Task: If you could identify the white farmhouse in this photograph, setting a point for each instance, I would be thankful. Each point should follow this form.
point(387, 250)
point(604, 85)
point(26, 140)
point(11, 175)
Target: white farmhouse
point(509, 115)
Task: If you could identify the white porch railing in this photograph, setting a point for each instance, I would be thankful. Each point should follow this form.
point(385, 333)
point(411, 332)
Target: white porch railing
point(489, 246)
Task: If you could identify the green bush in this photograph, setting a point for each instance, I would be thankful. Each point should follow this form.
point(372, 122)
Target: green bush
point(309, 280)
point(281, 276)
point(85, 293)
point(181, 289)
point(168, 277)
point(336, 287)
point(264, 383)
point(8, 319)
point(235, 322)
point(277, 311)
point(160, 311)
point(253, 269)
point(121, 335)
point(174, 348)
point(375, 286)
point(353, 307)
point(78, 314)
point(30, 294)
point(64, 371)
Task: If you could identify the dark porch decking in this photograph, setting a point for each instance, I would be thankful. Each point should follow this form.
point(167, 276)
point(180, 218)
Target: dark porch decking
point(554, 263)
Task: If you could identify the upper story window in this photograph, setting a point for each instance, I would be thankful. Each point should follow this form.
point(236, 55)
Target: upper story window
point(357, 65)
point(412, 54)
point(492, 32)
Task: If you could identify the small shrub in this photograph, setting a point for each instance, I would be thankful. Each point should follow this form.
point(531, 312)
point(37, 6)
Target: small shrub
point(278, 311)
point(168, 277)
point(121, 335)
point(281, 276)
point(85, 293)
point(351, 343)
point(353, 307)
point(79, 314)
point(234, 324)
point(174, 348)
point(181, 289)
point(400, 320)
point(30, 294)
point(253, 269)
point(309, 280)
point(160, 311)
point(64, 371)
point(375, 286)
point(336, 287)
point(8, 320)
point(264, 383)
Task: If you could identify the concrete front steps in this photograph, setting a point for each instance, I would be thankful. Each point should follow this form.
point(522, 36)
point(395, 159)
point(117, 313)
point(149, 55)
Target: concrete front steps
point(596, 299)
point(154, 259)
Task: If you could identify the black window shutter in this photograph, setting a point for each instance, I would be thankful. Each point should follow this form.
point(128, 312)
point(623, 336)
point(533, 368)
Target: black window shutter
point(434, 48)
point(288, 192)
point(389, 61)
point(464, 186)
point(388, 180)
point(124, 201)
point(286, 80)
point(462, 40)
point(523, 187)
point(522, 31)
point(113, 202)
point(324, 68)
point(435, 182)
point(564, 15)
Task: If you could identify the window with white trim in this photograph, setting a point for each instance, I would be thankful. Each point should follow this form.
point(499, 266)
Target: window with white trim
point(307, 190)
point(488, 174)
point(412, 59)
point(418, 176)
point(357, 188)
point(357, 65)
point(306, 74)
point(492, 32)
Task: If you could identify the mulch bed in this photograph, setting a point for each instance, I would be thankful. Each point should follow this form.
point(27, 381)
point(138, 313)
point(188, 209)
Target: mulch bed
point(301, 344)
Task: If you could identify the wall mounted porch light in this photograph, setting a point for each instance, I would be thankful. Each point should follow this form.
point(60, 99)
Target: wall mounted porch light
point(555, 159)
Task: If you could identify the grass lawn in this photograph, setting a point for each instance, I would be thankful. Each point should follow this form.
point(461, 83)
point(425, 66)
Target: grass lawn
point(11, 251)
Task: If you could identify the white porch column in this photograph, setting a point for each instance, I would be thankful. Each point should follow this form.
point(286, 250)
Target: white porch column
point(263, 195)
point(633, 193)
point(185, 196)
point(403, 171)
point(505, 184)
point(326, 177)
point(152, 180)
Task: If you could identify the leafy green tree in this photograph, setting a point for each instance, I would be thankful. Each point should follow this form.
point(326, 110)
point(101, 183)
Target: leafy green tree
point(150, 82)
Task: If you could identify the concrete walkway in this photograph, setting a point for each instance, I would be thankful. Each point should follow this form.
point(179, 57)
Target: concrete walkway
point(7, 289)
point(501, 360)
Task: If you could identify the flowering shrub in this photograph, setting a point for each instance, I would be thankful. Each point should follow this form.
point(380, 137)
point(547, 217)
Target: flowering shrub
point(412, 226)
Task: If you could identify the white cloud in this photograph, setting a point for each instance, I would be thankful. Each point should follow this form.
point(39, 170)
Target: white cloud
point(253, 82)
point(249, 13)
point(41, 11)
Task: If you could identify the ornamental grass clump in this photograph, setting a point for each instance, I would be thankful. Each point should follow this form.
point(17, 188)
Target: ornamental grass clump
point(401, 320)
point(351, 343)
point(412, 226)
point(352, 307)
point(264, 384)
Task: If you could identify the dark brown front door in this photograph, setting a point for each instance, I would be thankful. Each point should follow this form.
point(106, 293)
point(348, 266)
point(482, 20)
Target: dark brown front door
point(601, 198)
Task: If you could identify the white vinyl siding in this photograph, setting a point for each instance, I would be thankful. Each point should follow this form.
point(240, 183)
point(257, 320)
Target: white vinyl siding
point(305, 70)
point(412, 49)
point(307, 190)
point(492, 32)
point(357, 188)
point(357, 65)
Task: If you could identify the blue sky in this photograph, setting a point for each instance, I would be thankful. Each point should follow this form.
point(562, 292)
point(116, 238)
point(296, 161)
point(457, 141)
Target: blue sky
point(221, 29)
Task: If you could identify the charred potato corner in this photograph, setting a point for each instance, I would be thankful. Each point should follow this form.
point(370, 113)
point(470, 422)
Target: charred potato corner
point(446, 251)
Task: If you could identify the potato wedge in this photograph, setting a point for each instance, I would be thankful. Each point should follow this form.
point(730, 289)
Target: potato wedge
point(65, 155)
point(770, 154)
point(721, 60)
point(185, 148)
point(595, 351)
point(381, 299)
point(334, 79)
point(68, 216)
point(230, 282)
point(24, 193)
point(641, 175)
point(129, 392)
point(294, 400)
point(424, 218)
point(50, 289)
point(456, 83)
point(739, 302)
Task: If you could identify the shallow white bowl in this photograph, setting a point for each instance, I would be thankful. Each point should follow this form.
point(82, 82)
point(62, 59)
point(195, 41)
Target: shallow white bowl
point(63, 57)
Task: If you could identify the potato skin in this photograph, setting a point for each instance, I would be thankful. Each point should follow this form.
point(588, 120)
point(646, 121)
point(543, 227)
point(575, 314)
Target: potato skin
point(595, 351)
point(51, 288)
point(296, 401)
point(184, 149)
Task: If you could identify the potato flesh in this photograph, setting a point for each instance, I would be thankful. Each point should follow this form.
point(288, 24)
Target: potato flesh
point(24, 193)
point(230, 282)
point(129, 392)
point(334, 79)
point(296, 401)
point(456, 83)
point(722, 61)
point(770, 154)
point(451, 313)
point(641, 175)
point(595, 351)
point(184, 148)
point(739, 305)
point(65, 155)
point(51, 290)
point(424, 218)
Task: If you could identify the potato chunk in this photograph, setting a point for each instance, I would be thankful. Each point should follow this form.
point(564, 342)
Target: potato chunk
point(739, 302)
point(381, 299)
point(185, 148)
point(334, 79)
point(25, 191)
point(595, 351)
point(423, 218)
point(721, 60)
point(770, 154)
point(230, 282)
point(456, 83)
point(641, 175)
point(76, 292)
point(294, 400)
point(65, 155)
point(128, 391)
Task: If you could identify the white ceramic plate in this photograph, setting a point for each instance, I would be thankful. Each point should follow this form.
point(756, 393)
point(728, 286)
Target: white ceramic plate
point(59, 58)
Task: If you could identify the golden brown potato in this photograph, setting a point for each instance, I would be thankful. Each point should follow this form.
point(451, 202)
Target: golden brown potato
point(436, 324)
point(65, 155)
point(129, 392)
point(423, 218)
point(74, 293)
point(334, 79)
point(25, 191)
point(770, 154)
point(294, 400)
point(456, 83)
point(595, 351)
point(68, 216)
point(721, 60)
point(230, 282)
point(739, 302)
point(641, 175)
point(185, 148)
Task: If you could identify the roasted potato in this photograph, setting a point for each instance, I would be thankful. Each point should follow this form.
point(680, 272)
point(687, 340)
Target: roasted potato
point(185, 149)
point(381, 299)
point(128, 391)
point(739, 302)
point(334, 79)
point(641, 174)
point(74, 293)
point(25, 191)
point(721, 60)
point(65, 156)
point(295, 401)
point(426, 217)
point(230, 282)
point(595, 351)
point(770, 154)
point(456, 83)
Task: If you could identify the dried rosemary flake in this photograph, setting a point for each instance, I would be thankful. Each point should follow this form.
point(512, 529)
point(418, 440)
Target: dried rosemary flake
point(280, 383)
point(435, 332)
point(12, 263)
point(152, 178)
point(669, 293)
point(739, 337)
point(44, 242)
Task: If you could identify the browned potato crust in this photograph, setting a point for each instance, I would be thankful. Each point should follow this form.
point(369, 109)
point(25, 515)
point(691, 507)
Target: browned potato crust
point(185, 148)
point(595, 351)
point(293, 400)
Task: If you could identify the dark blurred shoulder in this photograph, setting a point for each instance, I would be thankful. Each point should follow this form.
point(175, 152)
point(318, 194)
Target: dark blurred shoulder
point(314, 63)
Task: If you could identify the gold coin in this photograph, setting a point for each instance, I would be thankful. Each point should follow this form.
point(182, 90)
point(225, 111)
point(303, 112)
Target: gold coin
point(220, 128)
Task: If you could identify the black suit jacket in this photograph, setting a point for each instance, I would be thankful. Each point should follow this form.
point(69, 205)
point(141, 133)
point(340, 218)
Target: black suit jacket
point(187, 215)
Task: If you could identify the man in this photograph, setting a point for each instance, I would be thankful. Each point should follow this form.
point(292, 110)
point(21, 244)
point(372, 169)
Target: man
################
* _TASK OBJECTIVE_
Copy exactly, and only, the lines from the one containing "Task: If you could identify the roasted" through the last line of the listing.

* _RESPONSE TO THIS TASK_
Task: If you could identify the roasted potato in this photograph, setting a point for each instance, I would be thankful. Each point should follow this form.
point(680, 272)
point(687, 340)
Target: roasted potato
point(185, 149)
point(381, 299)
point(128, 391)
point(739, 302)
point(334, 79)
point(641, 174)
point(74, 293)
point(25, 191)
point(721, 60)
point(65, 156)
point(295, 401)
point(426, 217)
point(230, 282)
point(595, 351)
point(770, 154)
point(456, 83)
Task: If you could identify the dried rosemary flake in this photograph, setting a point for each instance, I would be thankful. Each point should follow this form.
point(512, 529)
point(418, 440)
Target: dried rosemary flake
point(280, 383)
point(435, 332)
point(12, 263)
point(152, 178)
point(669, 293)
point(739, 337)
point(44, 242)
Task: If you could identify the browned potato crust in this photograph, setting a point for each instance, I would be thankful. Each point should follow this form.
point(369, 109)
point(25, 515)
point(691, 507)
Target: browned potato crust
point(185, 148)
point(595, 351)
point(293, 400)
Task: If you could identify the dark blurred shoulder in this photograph, setting a point for each instance, I would be thankful. Each point should follow this form.
point(175, 152)
point(318, 194)
Target: dark blurred shoulder
point(314, 63)
Task: If you could identify the gold coin in this photograph, setting a point for each instance, I would be thankful. Each point should follow this form.
point(182, 90)
point(225, 111)
point(303, 112)
Target: gold coin
point(220, 128)
Task: If you could identify the black suit jacket in this photograph, setting a point for each instance, I would be thankful. Each point should follow this form.
point(69, 205)
point(141, 133)
point(340, 218)
Target: black suit jacket
point(187, 215)
Task: If you could identify the man in this photograph, setting a point for each instance, I would be thankful. Each point should follow this form.
point(292, 110)
point(21, 244)
point(372, 169)
Target: man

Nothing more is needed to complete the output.